■ Quoted passage
· · ·
The use of docking stations and other accessory devices in connection with mobile computing devices (e.g. smart phones, media players etc.) is well known. Traditionally, docking stations are used to (i) recharge or supply power to the mobile computing device, (ii) enable the computing device to communicate with other devices connected to the docking station (e.g. synchronization with a personal computer), or (iii) use additional resources provided with the docking station (e.g. speakers for audio output).
In a traditional scheme, docking stations and mobile computing devices connect using insertive male/female connectors. Numerous factors come into consideration when mobile devices are designed with connectors for use with docking stations. For example, such connectors typically take into account the ease by which users may establish the connection (e.g. can the user simply drop the device into the cradle), as well as the mechanical reliability of the connectors. When users repeatedly mate devices with docking stations, both the mating action and the removal of the device from the docking station can strain the connector structure and its elements.
Some embodiments of the invention are described, by way of example, with respect to the following figures:
Illustrated is a system and method to activate an alarm where a mobile computing device is no longer proximate to a docking station that provides inductive charging and data transfer capabilities for the mobile computing device. An alarm, as used herein, is visual and/or audible indicia of an event. Example visual indicia are an illuminated Light Emitting Diode (LED). An example of audible indicia is a human detectable sound (e.g., a sound between 20 Hz and 20,000 Hz). This human detectable sound may be constant, intermittent, and may vary in terms of pitch and tone. An example of an event is the removal of a mobile computing device from a docking station that provides inductive charging and/or data transfer capabilities. An example of a docking station that provides inductive charging and data transfer capabilities (referenced herein as a “docking station”) for the mobile computing device is provide in U.S. patent application Ser. No. 12/239,656 titled “Orientation and Presence Detection For Use in Configuring Operations of Computing Devices In Docked Environments.”
In one example embodiment, a mobile computing device is determined to be no longer proximate to a docking station such that an alarm is activated. Specifically, in cases where a mobile computing device is determined to be no longer proximate to a docking station, the alarm logic is executed to activate an alarm. In some example embodiments, the alarm is activated where the mobile computing device is no longer proximate to another computer system, smart phone, slate computer, printer, display or other suitable device. The proximity sensor determines that the mobile computing device is proximate to the docketing station, and where such a determination is made the alarm is set. The proximity sensor may use one or more of the following method to set the alarm: a magnetically based proximity switch, a mechanical switch, an acoustic sensor, a Hall-Effect Sensor, an IR Sensor, or some other suitable sensor. To set, as used herein, may include closing or opening an electrical circuit, initializing a numeric or Boolean value in a memory, or some other suitable process. When the mobile computing device is removed from the docking station (i.e., the mobile computing device is no longer proximate to the docking station), the proximity sensor is de-activated and the alarm is activated. The alarm may be activated by the closing or opening of an electrical circuit, initializing a numeric or Boolean value in a memory, or some other suitable process. The aforementioned visual or audible indicia may emanate from the docketing station, the mobile computing device or both the docketing station and mobile computing device. In some example embodiments, the determination of mobile computing device proximity is carried out by a docking station processor executing logic stored in memory on the docking station.
· · ·
■ Listed entries
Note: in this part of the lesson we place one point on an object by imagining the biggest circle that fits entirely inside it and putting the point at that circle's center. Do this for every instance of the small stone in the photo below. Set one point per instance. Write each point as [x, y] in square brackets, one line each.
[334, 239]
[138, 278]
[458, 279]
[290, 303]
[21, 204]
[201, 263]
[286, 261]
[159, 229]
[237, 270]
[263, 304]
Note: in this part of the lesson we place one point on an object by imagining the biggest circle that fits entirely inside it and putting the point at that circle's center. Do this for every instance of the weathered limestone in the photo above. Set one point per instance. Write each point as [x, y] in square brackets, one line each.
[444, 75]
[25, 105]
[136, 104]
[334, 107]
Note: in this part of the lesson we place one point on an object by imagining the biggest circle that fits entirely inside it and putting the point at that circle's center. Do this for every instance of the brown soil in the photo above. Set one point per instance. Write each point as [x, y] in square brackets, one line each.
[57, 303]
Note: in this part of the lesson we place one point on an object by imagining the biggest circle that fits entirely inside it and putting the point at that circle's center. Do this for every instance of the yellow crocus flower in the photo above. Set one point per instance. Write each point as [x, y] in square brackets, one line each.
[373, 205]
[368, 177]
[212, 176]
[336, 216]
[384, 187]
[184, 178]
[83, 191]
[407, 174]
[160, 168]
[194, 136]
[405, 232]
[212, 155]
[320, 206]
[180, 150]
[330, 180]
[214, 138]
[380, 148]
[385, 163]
· · ·
■ Exercise tasks
1 – List each specific sensor or switch that the docking-station alarm passage says the proximity sensor may use to set the alarm.
2 – Write out the stretch of the docking-station alarm passage from "The use of docking" through "for audio output).".

■ Outputs by task
1 –
- a magnetically based proximity switch
- a mechanical switch
- an acoustic sensor
- a Hall-Effect Sensor
- an IR Sensor

2 –
The use of docking stations and other accessory devices in connection with mobile computing devices (e.g. smart phones, media players etc.) is well known. Traditionally, docking stations are used to (i) recharge or supply power to the mobile computing device, (ii) enable the computing device to communicate with other devices connected to the docking station (e.g. synchronization with a personal computer), or (iii) use additional resources provided with the docking station (e.g. speakers for audio output).